» Instructions for the task:
Below are some records; repeat them all exactly, minus the pictures.
▬▬▬▬▬▬
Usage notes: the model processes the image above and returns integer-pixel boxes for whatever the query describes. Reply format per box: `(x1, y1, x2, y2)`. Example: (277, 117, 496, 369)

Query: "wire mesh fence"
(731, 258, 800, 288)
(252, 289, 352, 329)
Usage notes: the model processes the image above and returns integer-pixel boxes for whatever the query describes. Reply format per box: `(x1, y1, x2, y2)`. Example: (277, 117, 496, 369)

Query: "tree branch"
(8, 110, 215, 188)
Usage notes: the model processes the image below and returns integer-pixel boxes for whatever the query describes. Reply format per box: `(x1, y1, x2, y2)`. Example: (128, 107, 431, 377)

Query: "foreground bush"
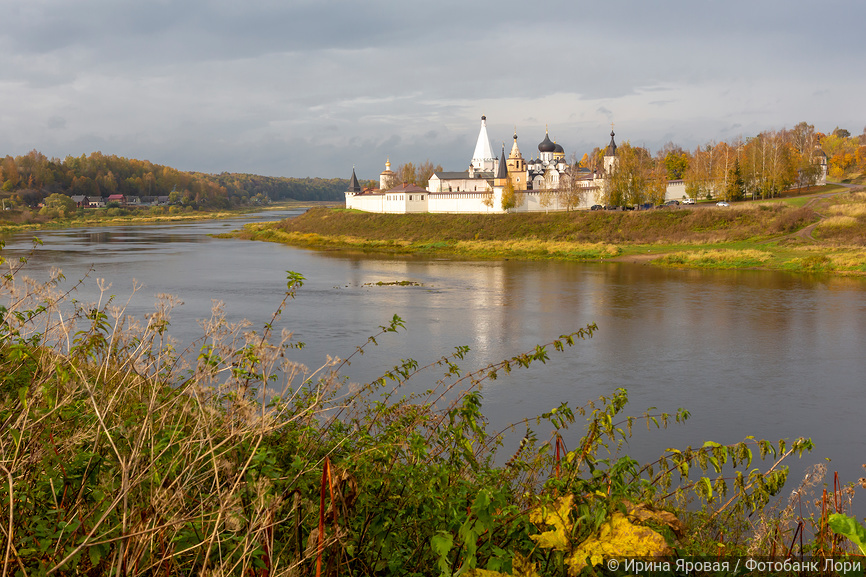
(0, 244, 858, 576)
▬▬▬▬▬▬
» Expected output:
Usage notes: the model processes the image above and returns integer-pixel boxes for whatever the query describes. Reply format per box: `(x1, y1, x2, y2)`. Example: (277, 117, 496, 369)

Query: "wire mesh fence"
(731, 258, 800, 288)
(252, 289, 352, 329)
Usage notes: the model processes the image above and returns integer-pixel boxes for whatever the query describes. Reply format per box: `(x1, y1, x2, y2)`. Example: (277, 117, 496, 369)

Query: "tree branch"
(8, 110, 215, 188)
Usage notes: the model processes the image below and returns integer-pixel boxes for whatever the query describes. Reply format per box: `(x1, y1, x2, y2)`. Example: (128, 107, 431, 377)

Query: "foreground bush"
(0, 244, 858, 576)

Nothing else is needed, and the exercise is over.